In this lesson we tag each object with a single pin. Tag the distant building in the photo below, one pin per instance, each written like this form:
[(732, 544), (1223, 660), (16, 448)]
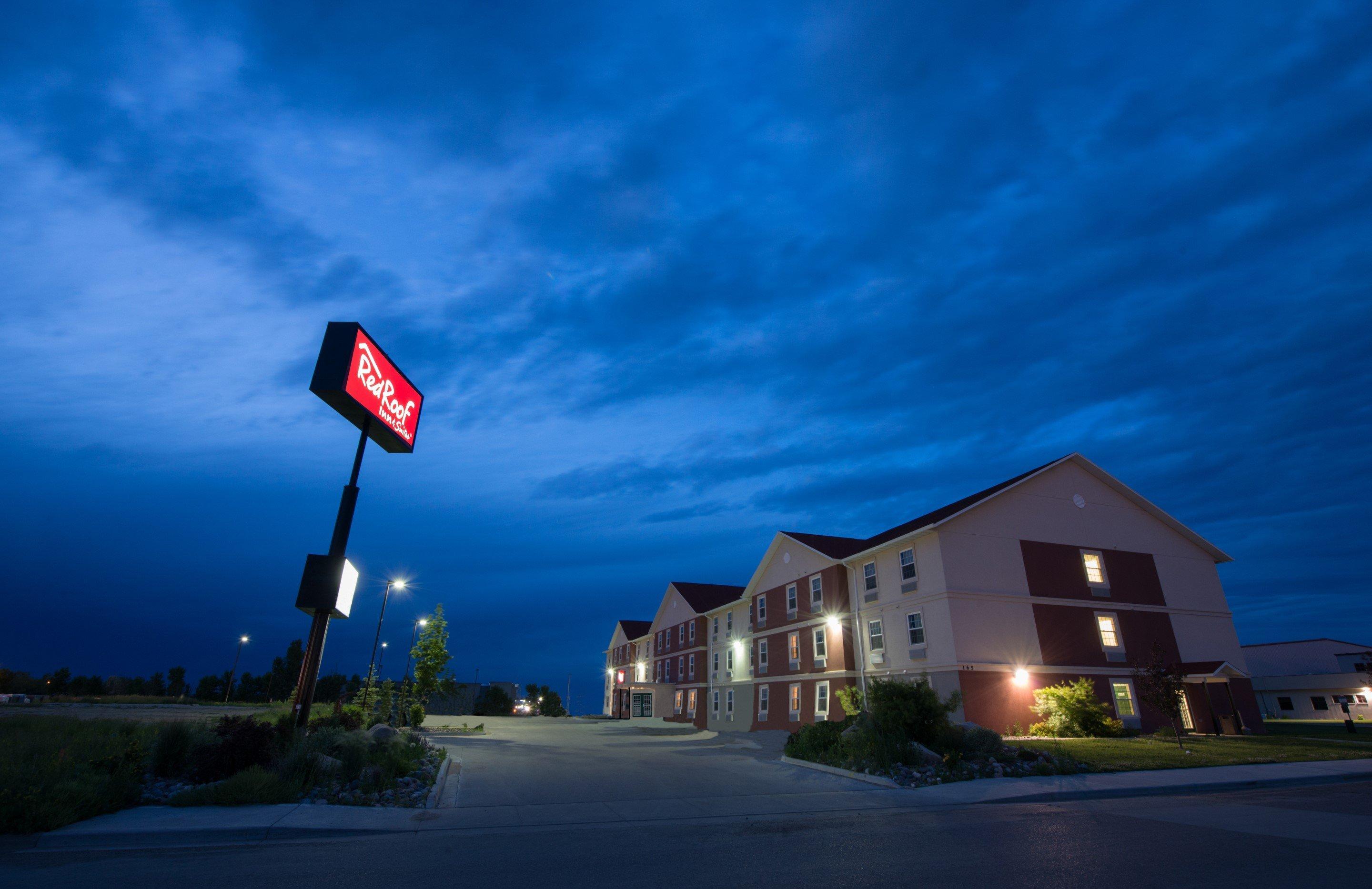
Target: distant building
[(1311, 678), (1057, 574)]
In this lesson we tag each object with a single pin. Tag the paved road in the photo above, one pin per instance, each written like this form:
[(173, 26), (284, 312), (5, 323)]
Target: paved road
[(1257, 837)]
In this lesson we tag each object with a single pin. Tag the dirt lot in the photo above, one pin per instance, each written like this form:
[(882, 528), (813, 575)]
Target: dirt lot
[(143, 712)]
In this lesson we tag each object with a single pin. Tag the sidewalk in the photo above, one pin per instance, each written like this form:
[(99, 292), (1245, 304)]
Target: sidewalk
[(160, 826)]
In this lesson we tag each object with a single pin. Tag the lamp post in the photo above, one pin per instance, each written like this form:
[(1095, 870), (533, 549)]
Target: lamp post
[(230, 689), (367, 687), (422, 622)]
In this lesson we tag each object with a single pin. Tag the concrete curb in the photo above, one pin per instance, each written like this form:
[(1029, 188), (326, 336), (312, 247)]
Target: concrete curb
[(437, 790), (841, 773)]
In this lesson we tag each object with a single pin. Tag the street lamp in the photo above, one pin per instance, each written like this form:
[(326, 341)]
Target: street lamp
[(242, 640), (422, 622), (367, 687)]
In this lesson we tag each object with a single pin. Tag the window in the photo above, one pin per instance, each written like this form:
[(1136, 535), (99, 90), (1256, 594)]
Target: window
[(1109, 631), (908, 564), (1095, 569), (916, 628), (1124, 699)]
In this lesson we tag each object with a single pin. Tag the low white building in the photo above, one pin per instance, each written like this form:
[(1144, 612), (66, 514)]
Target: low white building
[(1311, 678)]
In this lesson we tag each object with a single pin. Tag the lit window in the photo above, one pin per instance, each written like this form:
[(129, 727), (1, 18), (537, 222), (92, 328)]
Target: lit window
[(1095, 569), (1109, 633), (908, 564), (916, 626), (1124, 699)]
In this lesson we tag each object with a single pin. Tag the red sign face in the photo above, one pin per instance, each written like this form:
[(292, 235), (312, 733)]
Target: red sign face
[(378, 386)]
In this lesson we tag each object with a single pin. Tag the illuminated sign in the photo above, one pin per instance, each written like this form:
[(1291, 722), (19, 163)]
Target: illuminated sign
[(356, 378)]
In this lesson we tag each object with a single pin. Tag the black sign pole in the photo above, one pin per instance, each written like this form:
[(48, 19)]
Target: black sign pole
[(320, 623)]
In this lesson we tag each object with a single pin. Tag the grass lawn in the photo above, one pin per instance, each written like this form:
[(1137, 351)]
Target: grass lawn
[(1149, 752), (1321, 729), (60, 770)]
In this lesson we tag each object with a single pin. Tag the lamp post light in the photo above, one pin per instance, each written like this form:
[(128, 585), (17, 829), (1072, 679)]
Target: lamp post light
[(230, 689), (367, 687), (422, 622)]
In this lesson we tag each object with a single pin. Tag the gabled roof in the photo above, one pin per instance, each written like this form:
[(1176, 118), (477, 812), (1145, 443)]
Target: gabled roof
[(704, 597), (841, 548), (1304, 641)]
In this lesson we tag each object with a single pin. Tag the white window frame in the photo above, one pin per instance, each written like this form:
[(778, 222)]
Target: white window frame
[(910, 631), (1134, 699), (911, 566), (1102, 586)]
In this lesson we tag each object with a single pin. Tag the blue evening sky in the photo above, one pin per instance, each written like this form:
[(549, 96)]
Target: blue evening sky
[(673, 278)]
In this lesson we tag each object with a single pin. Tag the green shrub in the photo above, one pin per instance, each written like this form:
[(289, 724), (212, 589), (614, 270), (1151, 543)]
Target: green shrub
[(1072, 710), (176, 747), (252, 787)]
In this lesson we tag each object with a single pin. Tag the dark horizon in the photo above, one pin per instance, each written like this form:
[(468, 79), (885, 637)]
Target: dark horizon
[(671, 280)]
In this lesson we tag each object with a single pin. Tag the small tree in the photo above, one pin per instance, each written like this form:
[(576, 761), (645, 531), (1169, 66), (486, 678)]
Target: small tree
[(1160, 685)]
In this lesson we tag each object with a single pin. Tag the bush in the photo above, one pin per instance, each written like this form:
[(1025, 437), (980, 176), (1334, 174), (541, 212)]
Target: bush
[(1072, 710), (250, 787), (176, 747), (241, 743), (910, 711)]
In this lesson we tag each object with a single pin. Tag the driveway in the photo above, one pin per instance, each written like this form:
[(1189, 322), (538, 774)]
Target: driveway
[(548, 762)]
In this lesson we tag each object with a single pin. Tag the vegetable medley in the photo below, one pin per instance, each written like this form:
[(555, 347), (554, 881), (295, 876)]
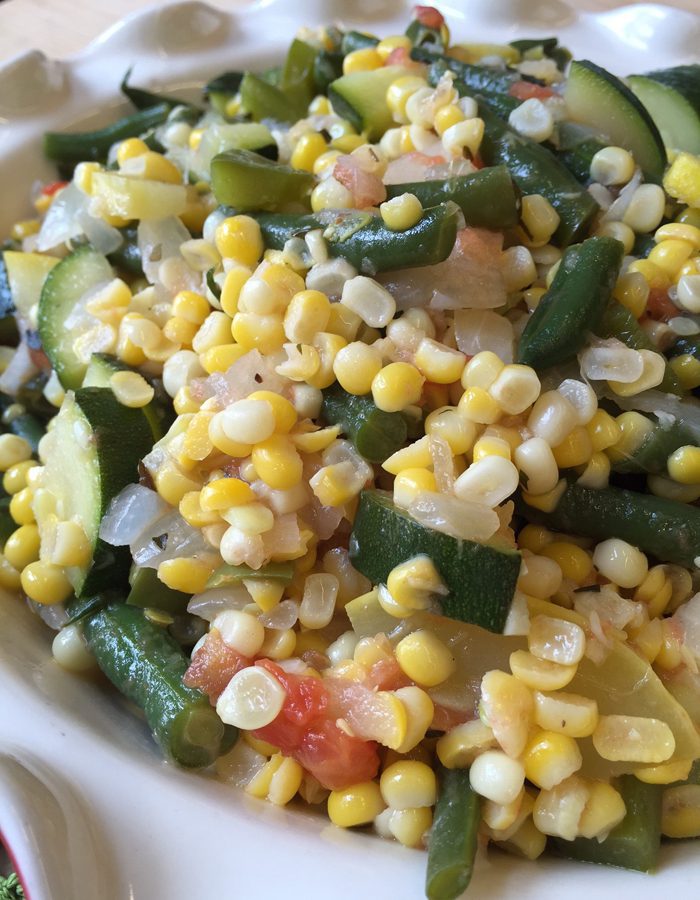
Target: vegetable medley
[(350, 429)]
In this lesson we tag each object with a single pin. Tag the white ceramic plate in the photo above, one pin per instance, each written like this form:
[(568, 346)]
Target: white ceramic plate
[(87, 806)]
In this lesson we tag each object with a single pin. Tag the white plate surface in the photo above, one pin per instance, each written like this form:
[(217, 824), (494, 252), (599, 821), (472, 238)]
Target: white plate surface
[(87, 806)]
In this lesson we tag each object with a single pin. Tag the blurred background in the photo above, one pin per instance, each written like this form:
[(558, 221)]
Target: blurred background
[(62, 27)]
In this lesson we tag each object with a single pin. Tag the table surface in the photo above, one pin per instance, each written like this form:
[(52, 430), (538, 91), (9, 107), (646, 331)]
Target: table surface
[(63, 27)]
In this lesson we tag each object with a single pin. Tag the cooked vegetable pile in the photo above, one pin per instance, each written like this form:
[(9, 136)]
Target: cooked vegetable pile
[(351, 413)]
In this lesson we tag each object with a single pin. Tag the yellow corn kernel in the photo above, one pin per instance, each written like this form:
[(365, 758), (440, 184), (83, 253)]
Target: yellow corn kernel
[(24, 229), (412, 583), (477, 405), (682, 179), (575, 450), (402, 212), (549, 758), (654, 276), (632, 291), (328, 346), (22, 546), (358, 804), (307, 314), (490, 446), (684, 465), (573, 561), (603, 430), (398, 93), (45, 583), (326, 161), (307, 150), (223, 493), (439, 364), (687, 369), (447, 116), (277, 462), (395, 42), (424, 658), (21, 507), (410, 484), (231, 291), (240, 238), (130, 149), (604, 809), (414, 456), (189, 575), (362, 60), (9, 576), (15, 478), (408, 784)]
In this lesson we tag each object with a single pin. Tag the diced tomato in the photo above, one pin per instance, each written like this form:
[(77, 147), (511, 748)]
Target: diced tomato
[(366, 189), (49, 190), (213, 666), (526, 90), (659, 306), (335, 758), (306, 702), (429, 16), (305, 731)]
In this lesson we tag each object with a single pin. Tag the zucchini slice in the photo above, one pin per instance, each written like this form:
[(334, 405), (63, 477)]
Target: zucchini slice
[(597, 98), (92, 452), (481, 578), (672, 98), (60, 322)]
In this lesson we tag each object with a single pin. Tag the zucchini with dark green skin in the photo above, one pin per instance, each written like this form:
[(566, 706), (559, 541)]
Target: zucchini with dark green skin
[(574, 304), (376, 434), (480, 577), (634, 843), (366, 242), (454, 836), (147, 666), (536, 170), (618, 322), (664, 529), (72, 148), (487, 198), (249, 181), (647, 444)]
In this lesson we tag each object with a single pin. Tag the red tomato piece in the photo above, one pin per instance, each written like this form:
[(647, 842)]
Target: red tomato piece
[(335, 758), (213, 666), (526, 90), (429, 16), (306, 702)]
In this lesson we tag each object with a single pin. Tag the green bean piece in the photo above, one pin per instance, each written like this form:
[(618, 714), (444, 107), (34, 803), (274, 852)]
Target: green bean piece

···

About this task » Only the number is wanted: how many lines in the material above contain the string "below"?

Response area » 2